=== PROBLEM DETAILS ===
Only the lines starting at the one that contains "Can you find the wall" and running to the end should be repeated, exactly as written.

=== PROVIDED MATERIAL ===
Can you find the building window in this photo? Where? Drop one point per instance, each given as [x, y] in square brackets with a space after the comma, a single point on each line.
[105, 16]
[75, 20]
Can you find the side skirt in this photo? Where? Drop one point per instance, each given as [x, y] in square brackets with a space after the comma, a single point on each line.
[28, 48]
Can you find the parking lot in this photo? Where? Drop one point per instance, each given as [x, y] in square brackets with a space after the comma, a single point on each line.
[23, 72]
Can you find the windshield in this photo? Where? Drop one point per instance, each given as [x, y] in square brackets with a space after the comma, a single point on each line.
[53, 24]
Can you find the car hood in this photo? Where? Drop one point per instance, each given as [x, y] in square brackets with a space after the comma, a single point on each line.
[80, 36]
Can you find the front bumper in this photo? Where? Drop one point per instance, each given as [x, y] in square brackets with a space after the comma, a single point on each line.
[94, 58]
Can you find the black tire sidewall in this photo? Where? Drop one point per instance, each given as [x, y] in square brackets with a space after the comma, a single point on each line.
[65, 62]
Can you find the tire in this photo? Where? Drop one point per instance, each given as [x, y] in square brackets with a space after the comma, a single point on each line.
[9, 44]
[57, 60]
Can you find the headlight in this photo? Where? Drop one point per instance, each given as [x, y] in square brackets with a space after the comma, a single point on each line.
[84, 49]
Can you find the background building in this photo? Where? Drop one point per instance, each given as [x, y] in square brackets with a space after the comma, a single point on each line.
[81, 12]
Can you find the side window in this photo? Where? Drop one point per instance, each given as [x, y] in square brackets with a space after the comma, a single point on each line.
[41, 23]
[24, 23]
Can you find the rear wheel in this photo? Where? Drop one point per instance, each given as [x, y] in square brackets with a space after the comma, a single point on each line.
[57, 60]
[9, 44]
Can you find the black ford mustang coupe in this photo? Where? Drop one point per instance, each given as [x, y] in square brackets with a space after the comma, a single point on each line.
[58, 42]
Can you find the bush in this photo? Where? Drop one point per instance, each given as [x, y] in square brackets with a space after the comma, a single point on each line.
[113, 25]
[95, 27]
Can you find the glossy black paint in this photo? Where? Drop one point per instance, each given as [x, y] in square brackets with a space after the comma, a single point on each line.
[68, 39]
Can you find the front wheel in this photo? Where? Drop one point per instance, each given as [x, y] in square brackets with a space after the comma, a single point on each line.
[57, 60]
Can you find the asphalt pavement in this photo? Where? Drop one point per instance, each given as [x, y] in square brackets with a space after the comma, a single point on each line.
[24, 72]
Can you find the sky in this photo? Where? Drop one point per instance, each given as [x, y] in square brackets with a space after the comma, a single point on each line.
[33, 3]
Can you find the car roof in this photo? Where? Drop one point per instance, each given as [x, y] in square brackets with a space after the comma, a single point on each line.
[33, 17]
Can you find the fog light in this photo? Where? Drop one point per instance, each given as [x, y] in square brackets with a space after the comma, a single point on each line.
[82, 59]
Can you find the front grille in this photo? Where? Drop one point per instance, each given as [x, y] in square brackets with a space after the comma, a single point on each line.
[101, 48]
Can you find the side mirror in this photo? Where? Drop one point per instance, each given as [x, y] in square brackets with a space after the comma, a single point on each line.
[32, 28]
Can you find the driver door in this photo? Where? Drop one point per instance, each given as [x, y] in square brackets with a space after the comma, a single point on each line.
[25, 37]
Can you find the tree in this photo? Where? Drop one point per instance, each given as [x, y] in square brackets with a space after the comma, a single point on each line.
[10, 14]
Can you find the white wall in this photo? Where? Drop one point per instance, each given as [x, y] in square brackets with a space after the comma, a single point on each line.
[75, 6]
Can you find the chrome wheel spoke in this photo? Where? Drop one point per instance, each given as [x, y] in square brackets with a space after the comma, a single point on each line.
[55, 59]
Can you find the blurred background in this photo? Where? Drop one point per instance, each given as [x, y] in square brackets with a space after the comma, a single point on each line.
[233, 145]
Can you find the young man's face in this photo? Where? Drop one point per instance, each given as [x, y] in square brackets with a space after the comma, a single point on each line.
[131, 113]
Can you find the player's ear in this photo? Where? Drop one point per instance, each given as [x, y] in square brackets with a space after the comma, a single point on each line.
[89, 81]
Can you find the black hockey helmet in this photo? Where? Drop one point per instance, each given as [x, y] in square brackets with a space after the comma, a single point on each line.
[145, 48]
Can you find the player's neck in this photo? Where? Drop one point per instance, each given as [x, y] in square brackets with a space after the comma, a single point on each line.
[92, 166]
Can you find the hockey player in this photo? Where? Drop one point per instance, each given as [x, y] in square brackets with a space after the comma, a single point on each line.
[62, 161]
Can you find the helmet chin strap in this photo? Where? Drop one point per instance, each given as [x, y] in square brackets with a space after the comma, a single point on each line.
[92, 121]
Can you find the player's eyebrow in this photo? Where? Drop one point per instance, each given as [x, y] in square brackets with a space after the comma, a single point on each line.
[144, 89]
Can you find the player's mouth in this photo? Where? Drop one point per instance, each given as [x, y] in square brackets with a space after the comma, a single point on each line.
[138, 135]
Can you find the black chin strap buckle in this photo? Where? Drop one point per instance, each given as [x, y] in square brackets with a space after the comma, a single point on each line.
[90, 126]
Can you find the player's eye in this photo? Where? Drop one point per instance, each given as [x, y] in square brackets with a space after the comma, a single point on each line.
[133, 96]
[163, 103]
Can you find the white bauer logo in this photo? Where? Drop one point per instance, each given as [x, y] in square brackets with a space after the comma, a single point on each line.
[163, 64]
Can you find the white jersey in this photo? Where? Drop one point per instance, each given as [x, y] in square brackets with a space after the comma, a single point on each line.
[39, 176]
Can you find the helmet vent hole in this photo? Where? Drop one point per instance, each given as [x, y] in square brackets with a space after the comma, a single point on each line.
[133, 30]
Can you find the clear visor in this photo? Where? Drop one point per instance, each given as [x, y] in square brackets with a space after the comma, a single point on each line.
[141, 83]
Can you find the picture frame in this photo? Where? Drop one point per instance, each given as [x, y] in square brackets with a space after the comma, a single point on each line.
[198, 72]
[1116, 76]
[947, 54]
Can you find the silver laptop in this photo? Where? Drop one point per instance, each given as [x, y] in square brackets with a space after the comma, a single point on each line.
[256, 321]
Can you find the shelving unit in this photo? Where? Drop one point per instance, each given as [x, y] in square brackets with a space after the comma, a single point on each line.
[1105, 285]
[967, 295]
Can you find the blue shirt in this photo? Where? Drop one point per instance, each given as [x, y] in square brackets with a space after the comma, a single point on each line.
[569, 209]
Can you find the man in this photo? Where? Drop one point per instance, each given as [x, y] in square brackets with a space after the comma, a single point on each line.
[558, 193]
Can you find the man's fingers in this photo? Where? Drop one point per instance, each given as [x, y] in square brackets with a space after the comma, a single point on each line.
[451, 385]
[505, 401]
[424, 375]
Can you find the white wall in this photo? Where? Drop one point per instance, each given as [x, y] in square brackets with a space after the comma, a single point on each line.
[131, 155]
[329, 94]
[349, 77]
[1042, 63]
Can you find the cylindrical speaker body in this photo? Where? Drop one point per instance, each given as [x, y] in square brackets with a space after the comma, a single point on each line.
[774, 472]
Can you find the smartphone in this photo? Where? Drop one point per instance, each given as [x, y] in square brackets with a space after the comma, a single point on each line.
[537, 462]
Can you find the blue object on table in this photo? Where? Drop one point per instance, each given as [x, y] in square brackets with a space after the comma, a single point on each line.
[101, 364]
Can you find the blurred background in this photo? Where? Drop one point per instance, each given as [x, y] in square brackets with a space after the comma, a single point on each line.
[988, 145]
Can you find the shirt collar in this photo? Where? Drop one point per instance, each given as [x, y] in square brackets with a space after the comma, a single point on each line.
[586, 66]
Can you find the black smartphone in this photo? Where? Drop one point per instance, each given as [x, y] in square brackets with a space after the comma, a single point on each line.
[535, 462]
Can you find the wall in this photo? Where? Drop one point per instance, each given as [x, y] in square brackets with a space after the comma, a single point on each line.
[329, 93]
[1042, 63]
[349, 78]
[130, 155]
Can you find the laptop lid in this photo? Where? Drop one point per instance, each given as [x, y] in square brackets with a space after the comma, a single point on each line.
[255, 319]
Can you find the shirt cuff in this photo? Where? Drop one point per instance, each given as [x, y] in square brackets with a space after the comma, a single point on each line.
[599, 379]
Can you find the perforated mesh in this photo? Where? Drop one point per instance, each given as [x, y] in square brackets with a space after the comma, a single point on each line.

=== RESPONSE TO THE TASK ===
Can you find the wall in this photo? Where? Drop one point per instance, each given as [x, y] in square brackets with a space after the comma, a single point on each line.
[329, 93]
[1042, 63]
[349, 78]
[130, 155]
Can you find the laptop lid in this photo? Where? Drop one point per instance, each given as [x, y] in square brackets with a space after the comma, a single point on each line.
[255, 319]
Can you find the shirt cuff in this photo? Where? Drop one point per instance, each given as [x, y] in square brackets with a space after the comma, a single point on each line.
[599, 379]
Can you find the perforated mesh in this photo? Where? Drop one point per instance, each given as [x, y] in square brackets with a space after the comma, a single point on each line.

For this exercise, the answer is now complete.